Exercise material:
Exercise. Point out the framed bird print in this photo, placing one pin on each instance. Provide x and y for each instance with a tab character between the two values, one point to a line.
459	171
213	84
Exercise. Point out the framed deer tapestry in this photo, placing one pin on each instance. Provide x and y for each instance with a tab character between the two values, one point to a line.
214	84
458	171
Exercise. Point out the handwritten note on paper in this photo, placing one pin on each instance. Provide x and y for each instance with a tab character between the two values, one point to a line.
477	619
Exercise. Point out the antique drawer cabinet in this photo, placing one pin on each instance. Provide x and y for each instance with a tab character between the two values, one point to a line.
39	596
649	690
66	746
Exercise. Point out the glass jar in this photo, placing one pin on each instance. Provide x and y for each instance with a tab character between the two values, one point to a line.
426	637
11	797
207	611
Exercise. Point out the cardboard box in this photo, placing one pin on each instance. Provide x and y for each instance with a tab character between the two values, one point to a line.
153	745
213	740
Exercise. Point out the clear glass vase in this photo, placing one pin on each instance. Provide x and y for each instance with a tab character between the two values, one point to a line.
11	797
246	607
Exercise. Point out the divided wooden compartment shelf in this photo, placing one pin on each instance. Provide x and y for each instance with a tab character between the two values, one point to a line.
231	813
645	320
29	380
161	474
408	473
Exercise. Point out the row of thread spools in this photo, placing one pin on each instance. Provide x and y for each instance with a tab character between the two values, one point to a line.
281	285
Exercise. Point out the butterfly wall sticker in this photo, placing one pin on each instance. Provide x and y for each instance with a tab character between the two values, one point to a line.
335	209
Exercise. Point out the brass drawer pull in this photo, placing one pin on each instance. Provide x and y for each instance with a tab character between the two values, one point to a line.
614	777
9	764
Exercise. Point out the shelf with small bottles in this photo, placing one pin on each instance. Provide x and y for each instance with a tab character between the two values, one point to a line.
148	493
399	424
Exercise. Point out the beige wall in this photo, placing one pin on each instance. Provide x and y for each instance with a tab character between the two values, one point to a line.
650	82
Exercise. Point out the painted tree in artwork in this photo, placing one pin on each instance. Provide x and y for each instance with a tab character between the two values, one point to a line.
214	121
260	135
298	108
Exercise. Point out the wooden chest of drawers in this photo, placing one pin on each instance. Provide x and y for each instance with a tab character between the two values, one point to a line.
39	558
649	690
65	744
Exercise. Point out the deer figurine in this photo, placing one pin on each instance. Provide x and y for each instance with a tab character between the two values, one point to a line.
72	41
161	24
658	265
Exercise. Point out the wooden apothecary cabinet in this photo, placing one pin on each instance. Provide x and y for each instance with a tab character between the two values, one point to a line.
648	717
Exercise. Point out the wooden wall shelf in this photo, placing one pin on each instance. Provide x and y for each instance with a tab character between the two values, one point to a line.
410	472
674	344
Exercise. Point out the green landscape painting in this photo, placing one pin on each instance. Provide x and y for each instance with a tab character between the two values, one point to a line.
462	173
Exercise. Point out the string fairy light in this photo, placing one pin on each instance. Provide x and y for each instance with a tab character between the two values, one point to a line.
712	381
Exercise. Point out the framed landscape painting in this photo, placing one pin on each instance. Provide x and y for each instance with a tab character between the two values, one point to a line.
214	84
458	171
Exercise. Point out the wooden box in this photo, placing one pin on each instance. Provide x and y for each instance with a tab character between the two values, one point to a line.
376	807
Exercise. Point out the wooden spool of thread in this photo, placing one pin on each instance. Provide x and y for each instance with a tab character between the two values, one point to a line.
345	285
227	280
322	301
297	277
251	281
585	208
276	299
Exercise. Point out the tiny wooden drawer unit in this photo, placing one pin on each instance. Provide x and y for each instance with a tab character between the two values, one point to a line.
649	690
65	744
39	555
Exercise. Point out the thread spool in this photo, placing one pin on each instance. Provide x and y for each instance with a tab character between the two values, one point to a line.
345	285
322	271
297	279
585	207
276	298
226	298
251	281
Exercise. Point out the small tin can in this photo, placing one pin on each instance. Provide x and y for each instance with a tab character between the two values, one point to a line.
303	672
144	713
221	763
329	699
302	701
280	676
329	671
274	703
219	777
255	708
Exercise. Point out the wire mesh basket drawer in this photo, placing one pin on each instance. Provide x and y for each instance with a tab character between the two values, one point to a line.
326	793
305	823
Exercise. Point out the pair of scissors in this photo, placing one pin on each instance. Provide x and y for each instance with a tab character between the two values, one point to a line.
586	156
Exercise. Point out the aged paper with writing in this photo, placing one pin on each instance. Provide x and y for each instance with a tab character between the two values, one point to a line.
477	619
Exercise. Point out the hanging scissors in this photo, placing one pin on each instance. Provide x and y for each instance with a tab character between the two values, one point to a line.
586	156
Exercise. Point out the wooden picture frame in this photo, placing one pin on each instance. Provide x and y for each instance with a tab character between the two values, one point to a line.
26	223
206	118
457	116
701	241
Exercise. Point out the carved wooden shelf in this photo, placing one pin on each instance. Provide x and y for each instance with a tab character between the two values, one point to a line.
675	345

==

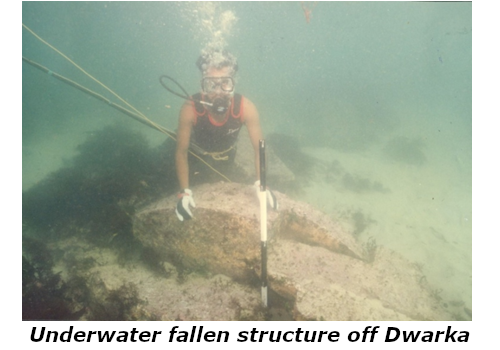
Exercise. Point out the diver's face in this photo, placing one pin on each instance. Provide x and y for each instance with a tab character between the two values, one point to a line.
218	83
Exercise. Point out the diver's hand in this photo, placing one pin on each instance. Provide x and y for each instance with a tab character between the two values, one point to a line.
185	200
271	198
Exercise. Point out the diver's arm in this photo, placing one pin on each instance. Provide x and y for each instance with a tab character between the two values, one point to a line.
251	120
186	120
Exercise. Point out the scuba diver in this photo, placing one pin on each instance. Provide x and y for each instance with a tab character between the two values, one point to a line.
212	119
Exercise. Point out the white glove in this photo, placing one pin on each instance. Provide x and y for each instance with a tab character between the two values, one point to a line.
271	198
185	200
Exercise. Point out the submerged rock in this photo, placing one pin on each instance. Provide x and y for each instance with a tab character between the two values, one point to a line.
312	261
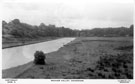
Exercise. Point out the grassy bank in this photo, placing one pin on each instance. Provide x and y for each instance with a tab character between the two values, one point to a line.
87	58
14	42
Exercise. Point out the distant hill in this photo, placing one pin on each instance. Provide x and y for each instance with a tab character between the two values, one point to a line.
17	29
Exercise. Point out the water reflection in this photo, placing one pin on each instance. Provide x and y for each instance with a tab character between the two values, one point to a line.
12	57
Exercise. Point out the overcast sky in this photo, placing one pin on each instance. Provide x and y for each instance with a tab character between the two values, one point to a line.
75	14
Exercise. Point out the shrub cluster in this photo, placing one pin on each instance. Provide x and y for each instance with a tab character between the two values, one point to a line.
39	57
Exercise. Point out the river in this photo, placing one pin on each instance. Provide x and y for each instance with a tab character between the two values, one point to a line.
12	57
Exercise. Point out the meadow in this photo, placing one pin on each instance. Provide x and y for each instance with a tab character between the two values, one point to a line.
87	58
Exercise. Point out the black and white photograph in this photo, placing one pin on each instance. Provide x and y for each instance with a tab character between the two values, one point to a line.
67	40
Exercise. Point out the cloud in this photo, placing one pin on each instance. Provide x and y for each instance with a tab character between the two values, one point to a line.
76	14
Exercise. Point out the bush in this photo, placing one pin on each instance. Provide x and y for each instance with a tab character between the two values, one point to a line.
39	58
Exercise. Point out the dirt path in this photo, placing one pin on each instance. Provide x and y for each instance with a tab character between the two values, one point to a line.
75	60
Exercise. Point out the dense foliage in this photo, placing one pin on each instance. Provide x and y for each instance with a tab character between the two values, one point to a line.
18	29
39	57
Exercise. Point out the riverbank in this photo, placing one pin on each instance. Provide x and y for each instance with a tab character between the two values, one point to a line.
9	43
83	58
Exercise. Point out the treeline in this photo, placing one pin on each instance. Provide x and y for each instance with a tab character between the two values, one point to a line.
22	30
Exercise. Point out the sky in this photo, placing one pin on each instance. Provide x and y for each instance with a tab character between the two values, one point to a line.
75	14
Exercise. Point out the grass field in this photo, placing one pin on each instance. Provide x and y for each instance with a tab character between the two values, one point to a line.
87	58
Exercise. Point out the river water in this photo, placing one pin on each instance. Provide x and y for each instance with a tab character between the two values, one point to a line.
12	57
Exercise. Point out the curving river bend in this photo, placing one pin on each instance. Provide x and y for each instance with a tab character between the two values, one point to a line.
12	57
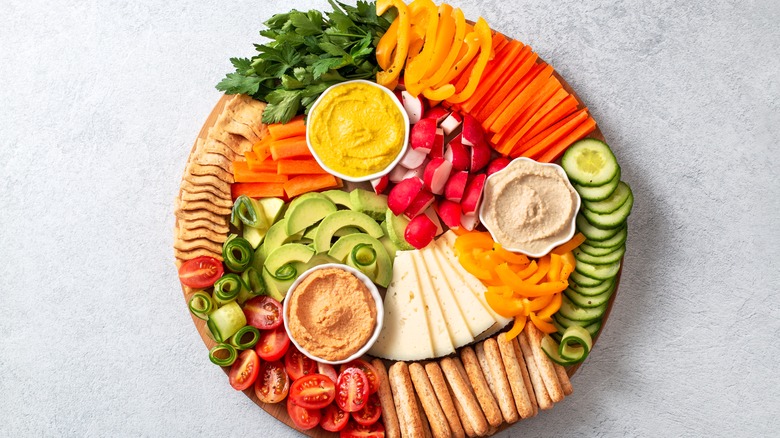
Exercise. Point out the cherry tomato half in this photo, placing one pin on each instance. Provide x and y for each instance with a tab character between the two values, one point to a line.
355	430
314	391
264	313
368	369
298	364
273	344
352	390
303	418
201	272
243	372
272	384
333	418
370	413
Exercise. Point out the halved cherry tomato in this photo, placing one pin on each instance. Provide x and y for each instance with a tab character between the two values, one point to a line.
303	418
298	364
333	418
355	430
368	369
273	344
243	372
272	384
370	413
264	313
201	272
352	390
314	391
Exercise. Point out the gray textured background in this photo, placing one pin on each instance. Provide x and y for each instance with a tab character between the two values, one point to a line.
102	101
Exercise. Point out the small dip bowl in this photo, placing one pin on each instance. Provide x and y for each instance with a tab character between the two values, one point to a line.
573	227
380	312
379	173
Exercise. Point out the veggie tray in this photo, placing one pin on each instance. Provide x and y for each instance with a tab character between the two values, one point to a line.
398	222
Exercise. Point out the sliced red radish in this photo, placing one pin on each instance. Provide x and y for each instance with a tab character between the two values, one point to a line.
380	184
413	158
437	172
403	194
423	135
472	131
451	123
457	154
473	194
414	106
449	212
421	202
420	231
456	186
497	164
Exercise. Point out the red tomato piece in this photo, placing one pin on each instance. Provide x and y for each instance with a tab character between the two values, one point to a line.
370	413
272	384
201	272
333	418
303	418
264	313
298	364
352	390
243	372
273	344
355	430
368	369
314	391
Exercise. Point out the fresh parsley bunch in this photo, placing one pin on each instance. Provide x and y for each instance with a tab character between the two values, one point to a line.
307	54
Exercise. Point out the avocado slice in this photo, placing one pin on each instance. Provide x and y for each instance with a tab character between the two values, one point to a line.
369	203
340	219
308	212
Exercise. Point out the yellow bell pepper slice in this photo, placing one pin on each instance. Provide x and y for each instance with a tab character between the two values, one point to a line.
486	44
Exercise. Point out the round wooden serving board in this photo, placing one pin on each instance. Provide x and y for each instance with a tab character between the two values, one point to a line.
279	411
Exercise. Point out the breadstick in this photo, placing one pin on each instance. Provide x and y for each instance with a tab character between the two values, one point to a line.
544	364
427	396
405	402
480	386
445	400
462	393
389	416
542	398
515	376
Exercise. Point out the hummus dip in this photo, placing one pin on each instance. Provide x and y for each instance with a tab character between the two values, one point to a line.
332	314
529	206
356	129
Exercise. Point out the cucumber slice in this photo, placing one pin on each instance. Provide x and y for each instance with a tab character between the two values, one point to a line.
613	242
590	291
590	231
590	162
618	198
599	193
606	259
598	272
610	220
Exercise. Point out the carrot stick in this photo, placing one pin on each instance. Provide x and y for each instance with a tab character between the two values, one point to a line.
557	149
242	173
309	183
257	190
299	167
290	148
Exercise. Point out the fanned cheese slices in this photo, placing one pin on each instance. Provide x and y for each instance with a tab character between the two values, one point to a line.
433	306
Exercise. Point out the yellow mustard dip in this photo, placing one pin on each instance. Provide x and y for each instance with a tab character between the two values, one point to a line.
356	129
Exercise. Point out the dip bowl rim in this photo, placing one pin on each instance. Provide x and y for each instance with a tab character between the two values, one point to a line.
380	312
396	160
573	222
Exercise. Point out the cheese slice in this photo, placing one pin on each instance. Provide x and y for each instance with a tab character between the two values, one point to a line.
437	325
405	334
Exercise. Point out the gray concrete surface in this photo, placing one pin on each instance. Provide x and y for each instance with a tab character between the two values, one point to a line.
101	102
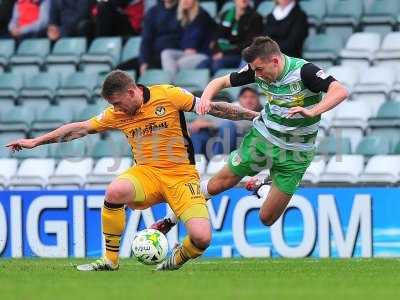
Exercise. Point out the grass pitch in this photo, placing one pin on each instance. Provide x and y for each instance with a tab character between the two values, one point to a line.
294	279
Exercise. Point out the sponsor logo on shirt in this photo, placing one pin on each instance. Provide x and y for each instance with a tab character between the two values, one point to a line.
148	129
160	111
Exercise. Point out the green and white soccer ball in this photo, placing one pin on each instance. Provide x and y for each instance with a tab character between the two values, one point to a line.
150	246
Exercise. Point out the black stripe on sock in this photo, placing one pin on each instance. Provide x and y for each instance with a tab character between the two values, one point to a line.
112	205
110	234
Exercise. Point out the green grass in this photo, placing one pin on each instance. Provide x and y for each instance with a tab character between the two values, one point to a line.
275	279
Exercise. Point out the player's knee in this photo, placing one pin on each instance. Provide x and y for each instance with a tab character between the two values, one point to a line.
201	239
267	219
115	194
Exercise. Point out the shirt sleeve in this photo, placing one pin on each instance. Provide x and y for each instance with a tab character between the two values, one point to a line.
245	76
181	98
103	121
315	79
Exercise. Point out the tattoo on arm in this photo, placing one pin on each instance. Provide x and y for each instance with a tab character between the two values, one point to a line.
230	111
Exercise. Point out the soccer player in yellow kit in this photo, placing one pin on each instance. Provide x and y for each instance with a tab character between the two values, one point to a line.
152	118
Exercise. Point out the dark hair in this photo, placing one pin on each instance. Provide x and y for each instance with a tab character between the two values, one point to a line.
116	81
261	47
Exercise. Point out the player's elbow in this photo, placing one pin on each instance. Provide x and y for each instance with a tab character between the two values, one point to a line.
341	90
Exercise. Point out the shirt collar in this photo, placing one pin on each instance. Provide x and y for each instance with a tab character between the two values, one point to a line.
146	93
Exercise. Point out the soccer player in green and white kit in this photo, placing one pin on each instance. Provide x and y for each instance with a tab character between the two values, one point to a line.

Exercise requirements:
Pull out every line of the records that contains the word "player", with case counting.

Exercise solution:
Exercise. Point out the player's knee in this photo, placing one pin on each instance. Provide x and y for each instance with a tab character between the two values, one point to a line.
Exercise. Point out the soccer player in yellow kit in this photo, placing one pin on each instance. Provide x and y for each instance with a tab character between the two values, one point to a line.
Exercise. Point out the player's elbow in this photo, placing one pin on each instance. Provide x and y for each instance with a tab character between the two values, one point to a line.
Exercise. Point out the soccer player in green and white kit in this photo, placing one pin on each instance. Provide x and y for each instance with a tab character between the two values, one point to a line.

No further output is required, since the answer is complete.